Jean-Daniel Ostertag did not want to study German when he was in sixth grade – his parents made the decision. As a student in France, he was required to select a language and study it until he graduated from high school. German was not the language he would have selected. However, it was his knowledge of German that led him to a teaching job at the Foreign Language Immersion and Cultural Studies School, a Detroit Public School. He is now the principal of the Detroit-based school and advocates for all students to study a foreign language.
“Toward the end of my studies to become a teacher, I applied to schools all over the world,” says Ostertag. He explains that he was contacted on the phone to discuss his qualifications. “The interviewer says ‘I know you know how to teach French, because you are French, and English is no big deal here, but what about German?'”
In the end, it was his ability to converse in German and earned him the job.
“Languages are keys to opening doors,” Ostertag says.
The importance of foreign languages
“Foreign language has been important for a long time, because commerce is less local and more international. Learning the foreign language not only teaches you to speak to someone, it exposes you to different cultures,” says Ostertag.
Ostertag has heard many times that business people traveling to foreign countries don’t need to know the language because everyone speaks English.
“That is completely artificial. That’s living in the county – that’s not learning the culture and becoming part of the country,” Ostertag says “It’s keeping us from experiencing the country where we are. It’s possible to live artificially in most countries of the world – but life is short and cultures have much to offer. Experience them.”
Eric Sturm, principal of the International Academy of Macomb, says in this global economy, it’s important to prepare students to work at companies that will require them to travel to foreign countries and speak foreign languages.
“If you look at countries around the world, many students are fluent in at least one foreign language,” Sturm says. “Knowing a foreign language promotes intercultural understanding and international viewpoints.”
Ostertag says young students have no idea where they will go in life or what doors need to be opened, but as an adult, knowing a language can bring about opportunities.
“Keys are going to be used to unlock doors and language is one of those keys,” Ostertag says.
Even if the students never travel to another country, Ostertag says the languages are important.
“Foreign languages enrich students, even in their own neighborhoods. It’s a generator of peace. The more we know about another culture and a country, the less we are going to be bigots and close-minded,” says Ostertag. “The world is a garden and knowing a language gives you some of the tools to discover it.”
Where to start
“Any major language in the world is a good place to start. If you are learning any kind of foreign language, it doesn’t really matter which one, because the moment we decide to choose a language, we have no idea where we will be in 20 years and if it is something we will be using,” says Ostertag. “In the future, we will see opportunities related to the languages we learn. If we are not prepared, we will not be able to grab them.”
Most local public schools teach French, Spanish and German. Ostertag says those languages offer some similarities to the English language, including letters and syntax, which make them approachable first foreign languages.
The International Academy of Macomb offers Spanish, French and German.
“All of our kids take four years of a language. The idea is that kids become fluent at the end of four years,” says Sturm.
Jennifer Howe, world languages department chair at Lake Orion Schools, says students should select a language they are interested in – regardless of the reason – because it immediately provides a reason to be engaged.
“Don’t shy away from languages because it’s perceived to be hard,” says Howe. “In the classroom, I always tell my students that we want this to be useful in their lives someday.”
Making the language stick
At the end of their senior year, the International Academy student must complete International Baccalaureate assessments, including a 20-minute conversation in a foreign language on a topic unknown to them. They must also take exams and complete writing assessments.

Position identification records
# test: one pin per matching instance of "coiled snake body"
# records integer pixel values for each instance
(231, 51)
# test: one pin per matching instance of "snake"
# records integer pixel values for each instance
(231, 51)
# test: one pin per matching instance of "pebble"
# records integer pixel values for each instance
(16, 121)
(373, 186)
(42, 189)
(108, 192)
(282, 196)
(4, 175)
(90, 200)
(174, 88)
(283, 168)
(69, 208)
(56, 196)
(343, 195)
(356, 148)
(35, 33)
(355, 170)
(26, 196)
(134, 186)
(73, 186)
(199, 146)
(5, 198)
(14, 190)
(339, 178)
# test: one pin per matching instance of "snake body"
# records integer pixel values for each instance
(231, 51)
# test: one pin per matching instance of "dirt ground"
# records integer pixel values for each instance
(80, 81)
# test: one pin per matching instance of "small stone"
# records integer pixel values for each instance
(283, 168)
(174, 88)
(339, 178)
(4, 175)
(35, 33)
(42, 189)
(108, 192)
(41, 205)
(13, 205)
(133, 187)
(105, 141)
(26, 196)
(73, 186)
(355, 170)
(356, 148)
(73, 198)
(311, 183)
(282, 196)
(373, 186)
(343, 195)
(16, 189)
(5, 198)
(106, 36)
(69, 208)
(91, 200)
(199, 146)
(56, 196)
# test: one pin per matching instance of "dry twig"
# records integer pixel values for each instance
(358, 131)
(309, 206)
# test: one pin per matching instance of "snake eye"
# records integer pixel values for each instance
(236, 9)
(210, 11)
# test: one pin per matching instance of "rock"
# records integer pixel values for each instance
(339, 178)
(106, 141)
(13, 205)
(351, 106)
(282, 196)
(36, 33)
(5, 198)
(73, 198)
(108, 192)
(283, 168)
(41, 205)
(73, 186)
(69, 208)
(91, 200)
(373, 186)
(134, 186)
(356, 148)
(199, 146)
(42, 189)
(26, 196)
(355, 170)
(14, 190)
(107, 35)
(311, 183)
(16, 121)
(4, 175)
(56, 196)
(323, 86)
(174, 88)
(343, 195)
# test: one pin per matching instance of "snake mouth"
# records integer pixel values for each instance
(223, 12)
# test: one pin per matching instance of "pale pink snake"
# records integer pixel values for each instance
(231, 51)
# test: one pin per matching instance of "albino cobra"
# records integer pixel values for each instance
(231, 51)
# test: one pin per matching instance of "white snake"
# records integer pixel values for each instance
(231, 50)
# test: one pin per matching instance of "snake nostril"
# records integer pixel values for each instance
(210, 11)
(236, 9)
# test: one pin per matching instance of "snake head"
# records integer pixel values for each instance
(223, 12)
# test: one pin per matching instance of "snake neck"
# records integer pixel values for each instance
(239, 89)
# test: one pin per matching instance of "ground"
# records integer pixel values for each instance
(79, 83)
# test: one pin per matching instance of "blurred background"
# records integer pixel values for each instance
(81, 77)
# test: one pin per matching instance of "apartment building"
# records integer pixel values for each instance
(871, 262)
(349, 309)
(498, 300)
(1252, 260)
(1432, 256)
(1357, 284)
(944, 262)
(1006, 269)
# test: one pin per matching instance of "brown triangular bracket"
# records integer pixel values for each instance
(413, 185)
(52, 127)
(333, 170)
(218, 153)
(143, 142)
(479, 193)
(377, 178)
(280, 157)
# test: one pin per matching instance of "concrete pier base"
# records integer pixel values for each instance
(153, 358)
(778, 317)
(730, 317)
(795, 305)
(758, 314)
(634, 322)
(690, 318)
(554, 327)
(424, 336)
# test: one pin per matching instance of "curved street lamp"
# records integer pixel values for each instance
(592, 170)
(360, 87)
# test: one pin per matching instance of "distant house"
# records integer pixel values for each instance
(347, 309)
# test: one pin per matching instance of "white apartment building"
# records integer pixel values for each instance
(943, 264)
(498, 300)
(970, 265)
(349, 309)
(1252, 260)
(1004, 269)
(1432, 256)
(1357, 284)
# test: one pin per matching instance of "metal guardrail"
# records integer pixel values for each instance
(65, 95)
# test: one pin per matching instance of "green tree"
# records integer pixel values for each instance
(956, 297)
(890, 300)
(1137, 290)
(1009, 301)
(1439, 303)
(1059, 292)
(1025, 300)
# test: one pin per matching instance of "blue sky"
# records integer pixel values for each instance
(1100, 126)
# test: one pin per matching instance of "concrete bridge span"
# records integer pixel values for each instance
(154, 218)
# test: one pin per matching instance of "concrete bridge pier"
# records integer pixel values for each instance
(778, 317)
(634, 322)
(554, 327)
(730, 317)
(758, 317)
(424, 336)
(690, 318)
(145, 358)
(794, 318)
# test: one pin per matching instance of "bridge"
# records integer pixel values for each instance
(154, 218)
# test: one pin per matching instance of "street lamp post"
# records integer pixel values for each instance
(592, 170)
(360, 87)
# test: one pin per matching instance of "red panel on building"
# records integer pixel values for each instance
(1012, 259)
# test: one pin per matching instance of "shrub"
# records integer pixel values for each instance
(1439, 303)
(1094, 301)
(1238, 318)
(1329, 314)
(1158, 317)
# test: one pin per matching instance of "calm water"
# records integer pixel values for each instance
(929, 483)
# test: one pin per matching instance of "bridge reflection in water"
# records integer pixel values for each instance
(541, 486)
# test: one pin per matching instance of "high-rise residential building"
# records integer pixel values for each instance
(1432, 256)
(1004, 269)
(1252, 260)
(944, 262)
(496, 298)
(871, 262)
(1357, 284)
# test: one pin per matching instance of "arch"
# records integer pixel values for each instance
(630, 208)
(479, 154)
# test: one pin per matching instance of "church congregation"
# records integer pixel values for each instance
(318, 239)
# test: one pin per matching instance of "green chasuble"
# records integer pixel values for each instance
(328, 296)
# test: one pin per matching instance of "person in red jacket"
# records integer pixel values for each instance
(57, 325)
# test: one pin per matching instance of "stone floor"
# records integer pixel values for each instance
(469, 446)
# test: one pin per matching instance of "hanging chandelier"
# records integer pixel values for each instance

EXERCISE
Print the part of the foreign language article from "In the end, it" to "everyone speaks English.", copied word for word.

REPLY TO THE TASK
In the end, it was his ability to converse in German and earned him the job.
“Languages are keys to opening doors,” Ostertag says.
The importance of foreign languages
“Foreign language has been important for a long time, because commerce is less local and more international. Learning the foreign language not only teaches you to speak to someone, it exposes you to different cultures,” says Ostertag.
Ostertag has heard many times that business people traveling to foreign countries don’t need to know the language because everyone speaks English.